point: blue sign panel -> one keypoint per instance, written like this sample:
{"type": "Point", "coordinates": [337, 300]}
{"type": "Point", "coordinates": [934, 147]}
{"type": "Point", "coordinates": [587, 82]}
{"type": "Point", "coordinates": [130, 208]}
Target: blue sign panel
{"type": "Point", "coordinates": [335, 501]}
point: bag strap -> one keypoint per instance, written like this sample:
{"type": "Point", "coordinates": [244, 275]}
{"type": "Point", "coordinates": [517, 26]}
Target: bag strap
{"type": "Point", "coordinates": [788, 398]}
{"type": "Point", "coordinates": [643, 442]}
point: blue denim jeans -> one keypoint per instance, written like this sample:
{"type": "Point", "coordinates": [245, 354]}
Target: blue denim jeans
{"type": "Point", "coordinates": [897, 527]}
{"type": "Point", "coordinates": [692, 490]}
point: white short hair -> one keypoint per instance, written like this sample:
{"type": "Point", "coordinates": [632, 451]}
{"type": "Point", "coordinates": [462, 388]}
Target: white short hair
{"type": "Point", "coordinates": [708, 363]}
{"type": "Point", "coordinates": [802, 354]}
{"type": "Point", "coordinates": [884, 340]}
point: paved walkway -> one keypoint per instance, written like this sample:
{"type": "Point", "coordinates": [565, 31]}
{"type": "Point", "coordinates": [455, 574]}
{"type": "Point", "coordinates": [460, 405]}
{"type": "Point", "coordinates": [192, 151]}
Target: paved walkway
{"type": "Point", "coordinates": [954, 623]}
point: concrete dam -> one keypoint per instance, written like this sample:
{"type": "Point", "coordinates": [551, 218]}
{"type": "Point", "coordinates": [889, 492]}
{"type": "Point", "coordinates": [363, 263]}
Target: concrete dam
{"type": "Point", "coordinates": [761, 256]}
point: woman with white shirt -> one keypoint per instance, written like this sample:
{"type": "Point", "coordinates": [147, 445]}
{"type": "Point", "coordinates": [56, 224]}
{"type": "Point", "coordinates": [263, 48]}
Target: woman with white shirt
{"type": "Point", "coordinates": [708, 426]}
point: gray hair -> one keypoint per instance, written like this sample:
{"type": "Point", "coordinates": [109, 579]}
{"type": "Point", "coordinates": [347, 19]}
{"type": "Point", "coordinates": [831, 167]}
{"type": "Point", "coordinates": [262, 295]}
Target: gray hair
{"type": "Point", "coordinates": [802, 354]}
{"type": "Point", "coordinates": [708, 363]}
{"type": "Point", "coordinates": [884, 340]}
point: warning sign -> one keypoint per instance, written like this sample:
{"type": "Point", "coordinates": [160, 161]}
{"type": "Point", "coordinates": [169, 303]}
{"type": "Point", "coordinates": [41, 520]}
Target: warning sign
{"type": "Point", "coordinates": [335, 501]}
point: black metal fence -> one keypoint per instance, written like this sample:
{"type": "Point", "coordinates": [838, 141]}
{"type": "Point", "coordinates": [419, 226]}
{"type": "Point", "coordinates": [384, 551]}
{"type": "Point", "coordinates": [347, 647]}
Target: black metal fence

────────────────

WHAT NEEDS TO BE DONE >>
The answer must be the lines from the one containing "Target: white short hair" through the last line of the records, copied exactly, with nothing else.

EXERCISE SOLUTION >>
Target: white short hair
{"type": "Point", "coordinates": [708, 363]}
{"type": "Point", "coordinates": [802, 354]}
{"type": "Point", "coordinates": [884, 340]}
point: paved walkway -> one keypoint per instance, written like this sample:
{"type": "Point", "coordinates": [565, 31]}
{"type": "Point", "coordinates": [455, 574]}
{"type": "Point", "coordinates": [460, 405]}
{"type": "Point", "coordinates": [192, 151]}
Target: paved walkway
{"type": "Point", "coordinates": [954, 623]}
point: concrete dam -> one keypoint per instance, written like this sample:
{"type": "Point", "coordinates": [551, 218]}
{"type": "Point", "coordinates": [889, 492]}
{"type": "Point", "coordinates": [363, 263]}
Target: concrete dam
{"type": "Point", "coordinates": [761, 256]}
point: woman with white shirt -> one keypoint per instance, written like this sample:
{"type": "Point", "coordinates": [147, 445]}
{"type": "Point", "coordinates": [56, 224]}
{"type": "Point", "coordinates": [263, 48]}
Target: woman with white shirt
{"type": "Point", "coordinates": [708, 426]}
point: gray hair -> one keypoint per instance, written like this sample:
{"type": "Point", "coordinates": [109, 579]}
{"type": "Point", "coordinates": [347, 19]}
{"type": "Point", "coordinates": [831, 167]}
{"type": "Point", "coordinates": [262, 295]}
Target: gray hair
{"type": "Point", "coordinates": [802, 354]}
{"type": "Point", "coordinates": [708, 363]}
{"type": "Point", "coordinates": [884, 340]}
point: warning sign -> one keypoint per instance, written like this sample:
{"type": "Point", "coordinates": [160, 161]}
{"type": "Point", "coordinates": [169, 303]}
{"type": "Point", "coordinates": [41, 520]}
Target: warning sign
{"type": "Point", "coordinates": [335, 501]}
point: black metal fence -> one keypoint per instance, written like this sample:
{"type": "Point", "coordinates": [838, 141]}
{"type": "Point", "coordinates": [419, 226]}
{"type": "Point", "coordinates": [384, 551]}
{"type": "Point", "coordinates": [347, 647]}
Target: black metal fence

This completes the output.